(Object detection data)
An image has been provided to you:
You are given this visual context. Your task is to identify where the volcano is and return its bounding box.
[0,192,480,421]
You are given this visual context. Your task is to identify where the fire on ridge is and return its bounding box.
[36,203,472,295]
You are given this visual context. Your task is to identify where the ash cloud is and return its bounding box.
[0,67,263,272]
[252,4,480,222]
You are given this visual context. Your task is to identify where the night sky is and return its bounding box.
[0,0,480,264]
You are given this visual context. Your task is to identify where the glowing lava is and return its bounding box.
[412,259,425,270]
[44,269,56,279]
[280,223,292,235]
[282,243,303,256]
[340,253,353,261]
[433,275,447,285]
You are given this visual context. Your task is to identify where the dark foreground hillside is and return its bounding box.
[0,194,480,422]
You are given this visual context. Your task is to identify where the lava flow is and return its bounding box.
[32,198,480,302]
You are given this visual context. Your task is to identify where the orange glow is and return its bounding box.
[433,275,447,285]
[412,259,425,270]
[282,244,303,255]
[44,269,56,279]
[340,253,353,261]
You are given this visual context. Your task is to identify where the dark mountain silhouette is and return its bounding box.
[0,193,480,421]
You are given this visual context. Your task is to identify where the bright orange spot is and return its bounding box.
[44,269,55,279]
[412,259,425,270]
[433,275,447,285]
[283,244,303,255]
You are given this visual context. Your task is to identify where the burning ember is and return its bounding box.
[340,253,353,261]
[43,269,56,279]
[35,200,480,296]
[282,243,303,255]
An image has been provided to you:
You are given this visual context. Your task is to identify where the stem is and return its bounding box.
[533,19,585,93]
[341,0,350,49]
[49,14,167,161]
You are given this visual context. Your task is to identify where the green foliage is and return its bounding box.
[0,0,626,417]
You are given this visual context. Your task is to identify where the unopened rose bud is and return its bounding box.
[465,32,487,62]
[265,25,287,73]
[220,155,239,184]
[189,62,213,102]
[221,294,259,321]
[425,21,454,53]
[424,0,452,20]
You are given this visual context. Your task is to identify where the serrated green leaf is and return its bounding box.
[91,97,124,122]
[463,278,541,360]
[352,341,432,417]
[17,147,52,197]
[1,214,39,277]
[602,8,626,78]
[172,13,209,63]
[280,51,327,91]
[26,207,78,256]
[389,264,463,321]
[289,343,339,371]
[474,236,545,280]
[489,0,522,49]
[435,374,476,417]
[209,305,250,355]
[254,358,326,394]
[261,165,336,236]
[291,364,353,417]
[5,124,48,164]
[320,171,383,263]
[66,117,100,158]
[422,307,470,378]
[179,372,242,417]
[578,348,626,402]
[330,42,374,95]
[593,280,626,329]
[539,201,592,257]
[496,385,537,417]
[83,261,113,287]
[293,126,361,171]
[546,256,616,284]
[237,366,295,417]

● Given problem:
Reproduce all of the records above line for line, without changing a single character.

● Full response:
An image has been provided to you:
You are given this visual context. Your task is to identify where the volcano is and return its bounding box.
[0,192,480,421]
You are given this visual context. Your task is to identify where the fire on ridge is and return its bounding box.
[36,203,472,295]
You are given this visual context. Your task is to identify where the ash cloud is and return its bounding box.
[0,67,263,272]
[252,4,480,222]
You are given this visual context. Your task is to identify where the night sky is and return its bounding box.
[0,0,480,264]
You are given this visual context. Your task is to identify where the glowing lava is and return its bounding box.
[412,259,425,270]
[44,269,56,279]
[280,223,292,235]
[282,243,303,256]
[340,253,353,261]
[433,275,447,285]
You are given this visual context. Your task is to identify where the dark foreground hillside is and return its bounding box.
[0,194,480,422]
You are given this visual context. Your task is to identify where the lava flow is and return its bounding box.
[32,198,480,302]
You are given this visual context. Your task is to identify where the orange glow is and return its bounding box.
[433,275,447,285]
[412,259,425,270]
[282,244,303,255]
[44,269,56,279]
[340,253,353,261]
You are given this visual context. Your task is to identify where the dark mountain silhouette is and return its bounding box.
[0,193,480,421]
You are given this visual context. Your task is to identify where the bright orange spot is and return its bounding box.
[44,269,55,279]
[412,259,425,270]
[433,275,447,285]
[283,244,303,255]
You are given this visual context. Your task is to identify where the burning ember is and return its bounding box.
[340,253,353,261]
[43,269,56,279]
[35,200,480,296]
[282,243,303,255]
An image has been provided to you:
You are given this visual context. Your task is to identify where the stem is and return its bounding box.
[533,19,585,93]
[341,0,350,49]
[49,14,167,161]
You are given this visual context. Your task is to identify where the green foliage is and return its bounding box.
[0,0,626,417]
You are given this visual context. Your task is to identify where the unopened rose bud is and return its bounding box.
[465,32,487,62]
[265,25,287,73]
[220,155,239,184]
[189,62,213,102]
[221,294,259,321]
[425,21,454,53]
[424,0,452,20]
You are given this visual context. Your task is to identify where the serrated green leaf is and return its bounding box.
[91,97,124,122]
[463,278,541,360]
[352,341,432,417]
[17,147,52,197]
[1,214,39,277]
[602,8,626,78]
[172,13,209,63]
[280,51,327,91]
[26,207,78,256]
[389,264,463,321]
[289,343,339,371]
[474,236,545,280]
[489,0,522,49]
[435,374,476,417]
[209,305,250,355]
[254,358,326,394]
[261,165,336,236]
[291,364,353,417]
[5,124,48,164]
[320,171,383,263]
[66,117,100,158]
[422,307,470,378]
[179,372,242,417]
[578,348,626,402]
[330,42,374,95]
[593,280,626,329]
[539,201,592,257]
[496,385,537,417]
[83,261,113,287]
[293,126,361,171]
[546,256,616,284]
[237,366,295,417]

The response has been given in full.